**Parts of the exercise**
• a. In the furnace blower motor forum thread, how was the original poster's blower motor held in place?
• b. Show each line of the rows that contains the string "shrub".

# How to Take Out Furnace Blower Motor



## BRIANL00 (Sep 19, 2011)

How do you take out a furnace blower motor?  I have an Air Ease(I believe it is made my Armstrong) furnace.  I want to replace the blower motor and the motor capacitor.  Motor is pulling too many amps.  I can see the motor when I remove the access panel in the front.  Is the motor on a rail system that would allow it to come out the front, or do I need to access the motor from another side?  Thanks.


----------



## kok328 (Sep 19, 2011)

Not sure on an Air Ease but, a common setup is to have the blower housing mounted on rails and held in place with sheet metal screws.  Locate and remove the screws and pull the blower housing towards the opening.  You may have to move some wires and/or other components to allow for clearance.  From there, you can remove the motor from the housing.  Post some close-up shots and maybe we can better help you.


----------



## BRIANL00 (Sep 20, 2011)

Thanks!  The blower motor is mounted on rails and held in place with sheet metal screws.  I was able to remove the motor.  I did have to move some wires after I diagramed them on a sheet of paper, and labeled them with masking tape.  I plan to pick up a replacement motor and capacitor today and reassemble.  I should save ~$500 on the estimate my AC repair man gave me.  I like that!  Have a great day!


----------

(Excerpts of pointing data)
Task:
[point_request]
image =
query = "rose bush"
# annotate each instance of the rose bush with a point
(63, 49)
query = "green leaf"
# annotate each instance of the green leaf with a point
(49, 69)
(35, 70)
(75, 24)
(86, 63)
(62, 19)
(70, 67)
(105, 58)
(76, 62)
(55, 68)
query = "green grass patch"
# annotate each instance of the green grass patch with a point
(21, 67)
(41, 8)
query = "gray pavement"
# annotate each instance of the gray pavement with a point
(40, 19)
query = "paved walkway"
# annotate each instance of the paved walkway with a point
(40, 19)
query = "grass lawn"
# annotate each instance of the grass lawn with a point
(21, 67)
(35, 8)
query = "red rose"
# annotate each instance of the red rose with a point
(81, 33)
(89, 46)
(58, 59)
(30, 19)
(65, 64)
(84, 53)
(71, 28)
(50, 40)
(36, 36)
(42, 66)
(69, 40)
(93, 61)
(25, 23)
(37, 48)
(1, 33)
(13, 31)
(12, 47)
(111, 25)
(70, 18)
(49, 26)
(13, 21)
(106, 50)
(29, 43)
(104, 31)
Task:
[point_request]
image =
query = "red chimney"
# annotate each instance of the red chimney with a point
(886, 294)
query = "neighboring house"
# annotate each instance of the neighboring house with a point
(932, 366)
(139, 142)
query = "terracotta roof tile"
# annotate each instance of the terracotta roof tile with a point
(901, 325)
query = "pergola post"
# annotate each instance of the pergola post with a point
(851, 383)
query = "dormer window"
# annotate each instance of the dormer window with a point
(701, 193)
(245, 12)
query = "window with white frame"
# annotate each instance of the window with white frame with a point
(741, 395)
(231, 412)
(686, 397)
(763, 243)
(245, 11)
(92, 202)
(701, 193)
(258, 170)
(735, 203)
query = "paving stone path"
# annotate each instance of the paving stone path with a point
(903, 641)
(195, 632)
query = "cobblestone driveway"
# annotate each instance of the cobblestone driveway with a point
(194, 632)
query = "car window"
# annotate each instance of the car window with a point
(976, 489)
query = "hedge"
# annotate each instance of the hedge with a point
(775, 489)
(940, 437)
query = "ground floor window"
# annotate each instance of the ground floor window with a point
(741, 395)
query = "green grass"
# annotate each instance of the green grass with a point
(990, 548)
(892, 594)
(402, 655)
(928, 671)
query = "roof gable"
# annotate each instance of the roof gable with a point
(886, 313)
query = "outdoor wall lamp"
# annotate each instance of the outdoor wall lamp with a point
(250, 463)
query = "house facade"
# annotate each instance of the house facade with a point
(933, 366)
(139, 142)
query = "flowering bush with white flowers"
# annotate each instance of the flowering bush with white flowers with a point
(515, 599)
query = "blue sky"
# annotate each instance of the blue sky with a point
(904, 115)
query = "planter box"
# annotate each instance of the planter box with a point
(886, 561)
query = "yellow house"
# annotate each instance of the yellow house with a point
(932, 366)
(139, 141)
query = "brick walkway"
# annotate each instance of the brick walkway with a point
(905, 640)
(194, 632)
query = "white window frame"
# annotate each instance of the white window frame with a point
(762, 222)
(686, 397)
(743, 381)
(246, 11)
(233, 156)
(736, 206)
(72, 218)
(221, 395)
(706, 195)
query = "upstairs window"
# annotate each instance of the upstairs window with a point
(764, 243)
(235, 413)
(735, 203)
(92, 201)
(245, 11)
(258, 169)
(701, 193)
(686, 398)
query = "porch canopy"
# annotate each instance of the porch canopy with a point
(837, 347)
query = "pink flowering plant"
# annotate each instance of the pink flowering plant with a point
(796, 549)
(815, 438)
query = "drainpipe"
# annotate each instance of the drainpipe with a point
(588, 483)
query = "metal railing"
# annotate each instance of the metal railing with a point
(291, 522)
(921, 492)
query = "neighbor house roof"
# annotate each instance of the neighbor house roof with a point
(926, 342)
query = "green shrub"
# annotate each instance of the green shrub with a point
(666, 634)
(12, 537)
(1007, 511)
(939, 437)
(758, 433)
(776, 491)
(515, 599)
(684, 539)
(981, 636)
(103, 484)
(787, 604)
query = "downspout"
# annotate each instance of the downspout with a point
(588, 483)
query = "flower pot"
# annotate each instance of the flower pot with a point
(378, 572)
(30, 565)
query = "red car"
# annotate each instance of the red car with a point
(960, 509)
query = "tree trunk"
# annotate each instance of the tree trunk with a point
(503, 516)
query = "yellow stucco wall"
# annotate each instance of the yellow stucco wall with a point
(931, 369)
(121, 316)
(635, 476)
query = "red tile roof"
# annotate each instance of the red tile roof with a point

**Solutions below**
• a. It was mounted on rails and held in place with sheet metal screws.

• b.
query = "green shrub"
# annotate each instance of the green shrub with a point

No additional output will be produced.